* _The task_
Your answer must be one number: the count of lines below that hold the word "pose".

* _Record extracts_
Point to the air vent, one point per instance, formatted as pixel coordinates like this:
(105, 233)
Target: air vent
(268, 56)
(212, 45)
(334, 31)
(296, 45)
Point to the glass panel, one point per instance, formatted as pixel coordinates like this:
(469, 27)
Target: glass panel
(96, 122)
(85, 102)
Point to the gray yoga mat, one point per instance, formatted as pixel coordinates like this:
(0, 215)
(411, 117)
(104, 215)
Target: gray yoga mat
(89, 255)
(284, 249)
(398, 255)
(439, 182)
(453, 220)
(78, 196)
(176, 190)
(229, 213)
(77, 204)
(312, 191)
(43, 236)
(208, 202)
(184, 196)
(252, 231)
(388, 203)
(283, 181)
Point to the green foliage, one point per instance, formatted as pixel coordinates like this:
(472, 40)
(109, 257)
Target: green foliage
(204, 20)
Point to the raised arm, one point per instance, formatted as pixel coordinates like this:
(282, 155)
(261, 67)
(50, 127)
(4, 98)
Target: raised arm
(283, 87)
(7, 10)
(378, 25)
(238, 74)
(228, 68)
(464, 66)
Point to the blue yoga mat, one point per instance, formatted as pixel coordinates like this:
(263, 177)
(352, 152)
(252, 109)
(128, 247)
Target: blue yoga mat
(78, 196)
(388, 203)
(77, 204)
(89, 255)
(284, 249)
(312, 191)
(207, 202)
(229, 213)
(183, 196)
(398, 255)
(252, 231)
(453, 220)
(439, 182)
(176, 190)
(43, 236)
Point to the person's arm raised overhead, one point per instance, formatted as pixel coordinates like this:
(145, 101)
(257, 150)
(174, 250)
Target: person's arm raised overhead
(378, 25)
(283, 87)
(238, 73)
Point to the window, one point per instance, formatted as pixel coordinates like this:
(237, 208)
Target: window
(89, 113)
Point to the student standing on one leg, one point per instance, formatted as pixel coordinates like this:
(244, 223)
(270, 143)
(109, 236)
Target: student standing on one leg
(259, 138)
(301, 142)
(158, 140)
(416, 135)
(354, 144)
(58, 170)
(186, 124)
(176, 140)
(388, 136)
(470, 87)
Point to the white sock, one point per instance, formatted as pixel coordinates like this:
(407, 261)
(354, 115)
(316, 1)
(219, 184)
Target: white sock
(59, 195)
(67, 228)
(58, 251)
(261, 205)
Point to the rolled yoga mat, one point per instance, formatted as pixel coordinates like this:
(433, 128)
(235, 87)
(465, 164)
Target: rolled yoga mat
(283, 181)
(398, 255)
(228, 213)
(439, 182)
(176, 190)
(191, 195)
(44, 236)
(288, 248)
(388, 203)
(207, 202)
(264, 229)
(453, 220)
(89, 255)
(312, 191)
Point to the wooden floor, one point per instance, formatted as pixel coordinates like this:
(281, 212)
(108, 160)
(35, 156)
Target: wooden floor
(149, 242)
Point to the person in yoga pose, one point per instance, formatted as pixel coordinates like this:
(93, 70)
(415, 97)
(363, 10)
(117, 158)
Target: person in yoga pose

* _Reply_
2